Assignment: Copy nothing but the text: reproduce each line of the listing exactly and leave the pictures out.

---------------

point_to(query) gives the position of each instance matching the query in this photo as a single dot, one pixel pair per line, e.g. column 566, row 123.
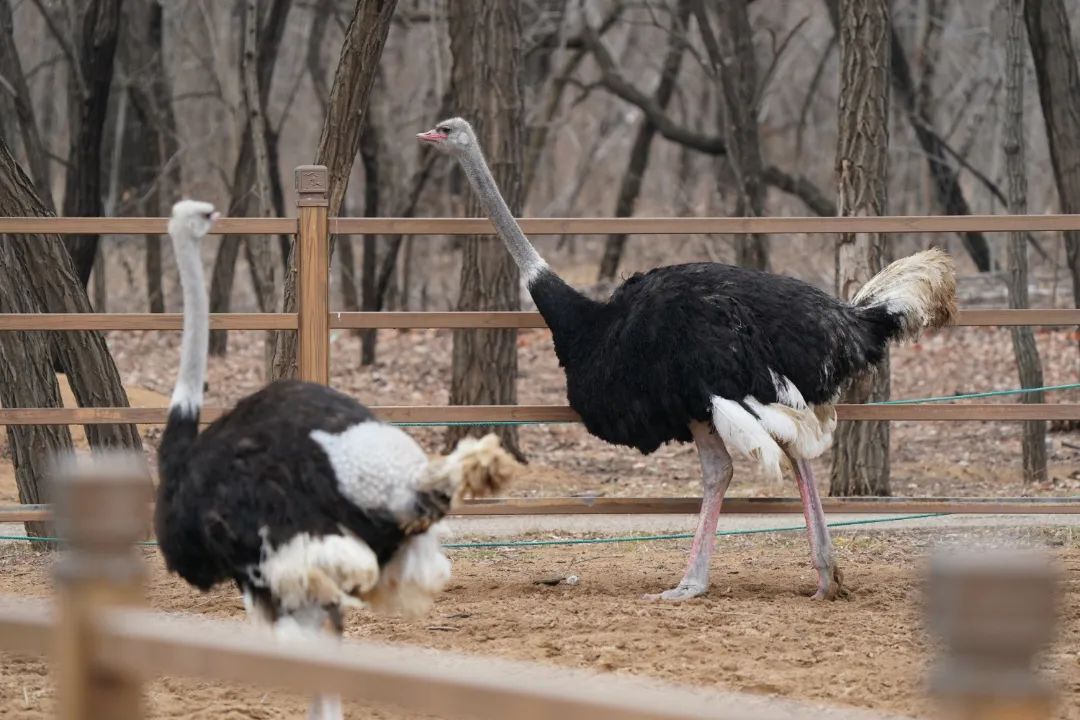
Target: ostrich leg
column 312, row 622
column 716, row 472
column 829, row 578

---------------

Finished task:
point_to(query) gives the position of each instance matching the query in this photo as a single dot, one pixel pair per line, e.g. column 566, row 123.
Target: ostrich leg
column 312, row 622
column 716, row 472
column 829, row 578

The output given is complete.